Material provided:
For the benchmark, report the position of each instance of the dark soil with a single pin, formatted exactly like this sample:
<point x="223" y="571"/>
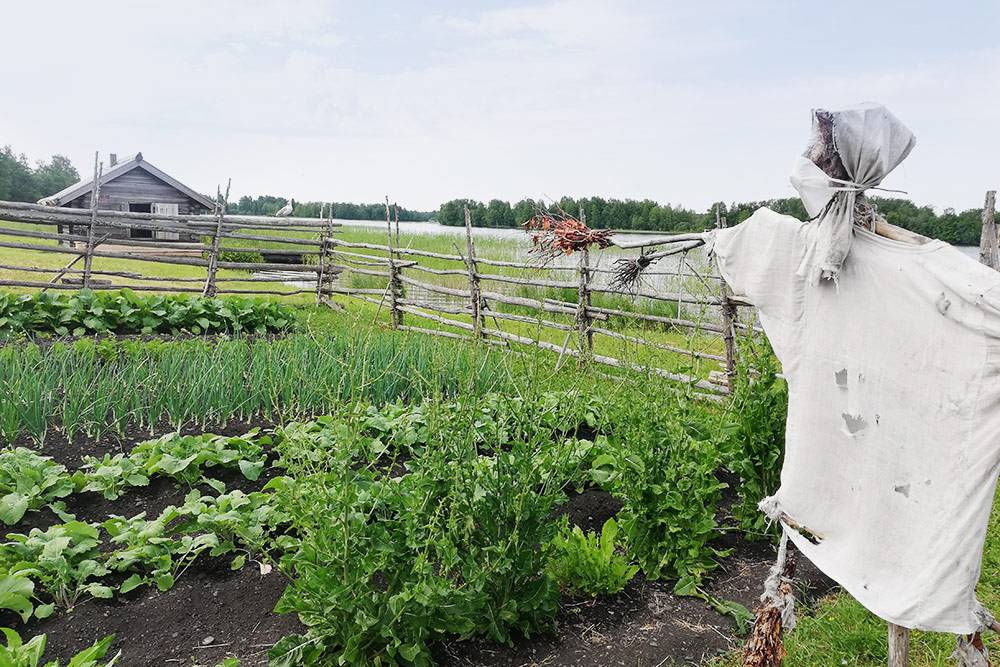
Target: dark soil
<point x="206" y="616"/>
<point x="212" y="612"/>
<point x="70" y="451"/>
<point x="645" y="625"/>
...
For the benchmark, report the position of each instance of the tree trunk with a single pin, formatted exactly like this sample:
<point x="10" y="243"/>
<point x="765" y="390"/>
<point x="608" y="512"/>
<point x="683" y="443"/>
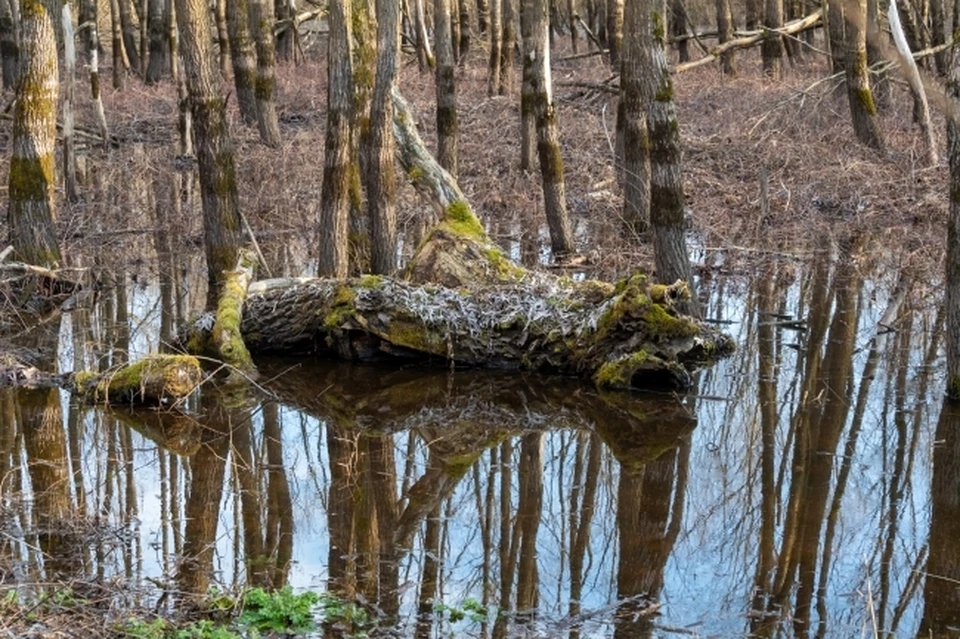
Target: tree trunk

Problem to solve: Show each line in the two blocks above that contains the word "sample".

Solution to this exercise:
For the benchmark, report the position of each instance of the dark soil with a single pin, formatted exactly like this sample:
For the benchmark, report the position of each instance of the tree trunk with a single pin, formatted exactly like this sample:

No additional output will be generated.